• **What you need to do**
Rewrite all of the rows below as a numbered list, leaving out any blank lines.

• **Stored data**

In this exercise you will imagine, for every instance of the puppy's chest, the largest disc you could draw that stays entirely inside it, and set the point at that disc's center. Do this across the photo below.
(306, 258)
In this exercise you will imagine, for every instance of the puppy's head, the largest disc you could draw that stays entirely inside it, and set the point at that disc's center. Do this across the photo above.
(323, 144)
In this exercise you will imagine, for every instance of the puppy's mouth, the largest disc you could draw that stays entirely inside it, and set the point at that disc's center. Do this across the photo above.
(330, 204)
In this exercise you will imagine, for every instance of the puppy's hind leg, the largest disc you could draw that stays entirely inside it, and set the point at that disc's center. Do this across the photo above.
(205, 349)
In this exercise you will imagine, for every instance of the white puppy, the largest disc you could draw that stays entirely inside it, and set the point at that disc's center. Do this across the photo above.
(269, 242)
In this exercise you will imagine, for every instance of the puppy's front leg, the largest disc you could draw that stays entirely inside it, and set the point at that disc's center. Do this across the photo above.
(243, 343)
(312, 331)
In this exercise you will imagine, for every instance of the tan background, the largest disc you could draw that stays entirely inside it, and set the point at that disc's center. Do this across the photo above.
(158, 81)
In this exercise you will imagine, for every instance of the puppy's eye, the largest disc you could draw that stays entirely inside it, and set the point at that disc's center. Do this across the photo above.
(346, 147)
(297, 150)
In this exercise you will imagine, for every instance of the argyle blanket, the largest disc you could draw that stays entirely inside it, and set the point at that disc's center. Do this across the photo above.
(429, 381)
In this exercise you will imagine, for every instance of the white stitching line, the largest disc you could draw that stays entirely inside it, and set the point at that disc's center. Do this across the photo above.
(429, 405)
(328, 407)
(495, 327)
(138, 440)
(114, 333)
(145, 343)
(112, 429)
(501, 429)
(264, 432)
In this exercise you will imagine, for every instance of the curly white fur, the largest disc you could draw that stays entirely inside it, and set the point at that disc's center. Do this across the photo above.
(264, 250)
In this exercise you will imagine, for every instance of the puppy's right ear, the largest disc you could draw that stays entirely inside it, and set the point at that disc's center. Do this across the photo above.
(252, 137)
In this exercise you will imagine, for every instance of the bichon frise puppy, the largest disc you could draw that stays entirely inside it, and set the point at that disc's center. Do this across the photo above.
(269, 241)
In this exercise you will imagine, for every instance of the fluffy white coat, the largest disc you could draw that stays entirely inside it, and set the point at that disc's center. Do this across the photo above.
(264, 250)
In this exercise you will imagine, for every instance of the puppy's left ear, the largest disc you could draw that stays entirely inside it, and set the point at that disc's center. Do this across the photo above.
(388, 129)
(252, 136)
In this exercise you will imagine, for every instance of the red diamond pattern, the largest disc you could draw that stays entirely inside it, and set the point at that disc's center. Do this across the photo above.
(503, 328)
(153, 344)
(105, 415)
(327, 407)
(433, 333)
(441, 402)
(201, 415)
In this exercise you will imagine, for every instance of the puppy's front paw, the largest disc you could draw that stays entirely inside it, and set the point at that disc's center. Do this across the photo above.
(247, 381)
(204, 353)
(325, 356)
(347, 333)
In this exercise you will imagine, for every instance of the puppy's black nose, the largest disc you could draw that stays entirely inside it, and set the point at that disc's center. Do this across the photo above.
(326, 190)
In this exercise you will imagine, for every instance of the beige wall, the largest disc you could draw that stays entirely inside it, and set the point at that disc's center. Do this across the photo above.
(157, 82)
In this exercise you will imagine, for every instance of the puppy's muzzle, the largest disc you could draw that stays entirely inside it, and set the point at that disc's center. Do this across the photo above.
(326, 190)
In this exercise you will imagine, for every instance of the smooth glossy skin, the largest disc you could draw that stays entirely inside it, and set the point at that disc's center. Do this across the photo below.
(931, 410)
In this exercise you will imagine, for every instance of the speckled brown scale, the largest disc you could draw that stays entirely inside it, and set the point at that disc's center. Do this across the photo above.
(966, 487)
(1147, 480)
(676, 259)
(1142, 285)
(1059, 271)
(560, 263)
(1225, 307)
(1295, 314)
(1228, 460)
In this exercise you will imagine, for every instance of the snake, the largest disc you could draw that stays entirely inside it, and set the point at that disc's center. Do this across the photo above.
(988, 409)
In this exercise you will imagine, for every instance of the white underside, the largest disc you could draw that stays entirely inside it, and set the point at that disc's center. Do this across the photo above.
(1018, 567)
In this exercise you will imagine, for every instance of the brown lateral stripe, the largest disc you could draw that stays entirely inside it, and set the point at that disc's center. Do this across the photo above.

• **Answer to this task**
1. In this exercise you will imagine, for every instance of the puppy's chest, the largest disc you could draw that stays entirely inside it, and set the point at that disc's center. Do this across the photo below.
2. (306, 258)
3. In this exercise you will imagine, for every instance of the puppy's head, the largest disc you could draw that stays entirely inside it, and set the point at that disc's center. Do this across the photo above.
4. (323, 144)
5. In this exercise you will imagine, for every instance of the puppy's mouth, the largest disc you could draw that stays entirely inside it, and set the point at that disc's center. Do this across the photo above.
6. (330, 204)
7. In this exercise you will imagine, for every instance of the puppy's hind leg, the largest disc you could draw that stays entirely inside it, and set the point at that disc's center. Do this across the photo above.
8. (205, 349)
9. In this exercise you will imagine, for every instance of the white puppy, the largest disc you could draw that stays entirely inside it, and set the point at that disc's center. Do this across the photo above.
10. (269, 242)
11. In this exercise you will imagine, for every instance of the puppy's front leg, the largest disc you could draw that stays entirely inside it, and set the point at that disc's center. Do this across the photo above.
12. (243, 343)
13. (312, 331)
14. In this exercise you will imagine, for every instance of the tan background, the largest disc you could draw that stays entirely inside it, and set the point at that disc's center. Do this across the photo above.
15. (158, 81)
16. In this exercise you will imagine, for every instance of the puppy's eye, the largest disc you could draw that stays entirely inside it, and set the point at that disc's center. Do this across the photo above.
17. (346, 147)
18. (297, 150)
19. In this exercise you will imagine, for every instance of the argyle blanket, the largest disc you could draw that stays entirely inside it, and set the point at that disc's center. Do this across the photo above.
20. (429, 381)
21. In this exercise you will imagine, for every instance of the white stitching line, the largest disc you could draw that stays entirely inside it, and set the point at that disc's center. Do this across the photo above.
22. (429, 405)
23. (328, 407)
24. (495, 327)
25. (138, 440)
26. (114, 333)
27. (145, 343)
28. (112, 429)
29. (501, 429)
30. (264, 432)
31. In this exercise you will imagine, for every instance of the curly white fur, the largest disc you could draw that stays entirely inside it, and set the point at that disc's center. Do this across the photo above.
32. (264, 250)
33. In this exercise you will imagine, for every instance of the puppy's right ear, the largest disc you could draw that stays entirely inside it, and set the point at that disc's center. Do this across the photo above.
34. (252, 137)
35. In this exercise you will imagine, for every instance of the bichon frise puppy, the largest disc you could draw that stays entirely inside it, and set the point at that disc's center. Do this across the photo above.
36. (269, 241)
37. In this exercise you will imagine, for every instance of the fluffy white coat, the largest disc you could draw that stays entirely inside it, and set the point at that disc's center. Do this across the photo above.
38. (264, 250)
39. In this exercise you will imagine, for every instance of the puppy's left ear, the largest disc you could draw that stays entirely inside it, and set the point at that disc's center. Do this across the photo above.
40. (388, 129)
41. (252, 136)
42. In this exercise you will imagine, for every instance of the red diamond pattern, the largest disc you could draw that stays entirely inside it, and set the point at that disc's center. Do this across the photo above.
43. (503, 328)
44. (153, 344)
45. (105, 415)
46. (327, 407)
47. (433, 333)
48. (441, 402)
49. (201, 415)
50. In this exercise you will imagine, for every instance of the puppy's front paw, the largest disc you could draw that stays entirely inside it, and set the point at that disc's center. Do this across the photo above.
51. (247, 381)
52. (204, 353)
53. (325, 356)
54. (347, 333)
55. In this exercise you will imagine, for every instance of the puppy's black nose, the largest disc you could draw that stays entirely inside it, and set the point at that disc's center. Do this across the photo above.
56. (326, 190)
57. In this exercise you will imagine, for every instance of the beige wall, the largest disc you could draw that stays entirely inside it, and set the point at that disc's center. Do this across the photo above.
58. (157, 82)
59. In this exercise you will imagine, for every instance of the puppy's muzzle, the largest disc you could draw that stays entirely inside it, and set the point at that disc's center. Do this across the photo above.
60. (326, 190)
61. In this exercise you will imagine, for every instance of the smooth glossy skin, the largest disc you could draw that stays entirely inside it, and set the point at that disc's center. Do this across the photo below.
62. (931, 410)
63. In this exercise you will imagine, for every instance of the speckled brown scale, the largest disc you could draw that stays entirely inside it, and set the point at that disc's center. Do this across the photo above.
64. (966, 487)
65. (1147, 480)
66. (676, 259)
67. (1142, 285)
68. (1059, 271)
69. (560, 263)
70. (1225, 307)
71. (1295, 314)
72. (1228, 460)
73. In this exercise you will imagine, for every instance of the snake, the largest disc you could draw that stays entirely inside it, and set the point at that disc's center. Do this across the photo above.
74. (988, 409)
75. In this exercise you will imagine, for every instance of the white underside, the largest disc you could draw that stays entirely inside it, and set the point at that disc's center. Do this across the photo above.
76. (1018, 567)
77. In this exercise you will imagine, for every instance of the brown lateral stripe, the largest disc you could draw that stays entirely inside it, and set the point at that disc's center. Do this across the photo above.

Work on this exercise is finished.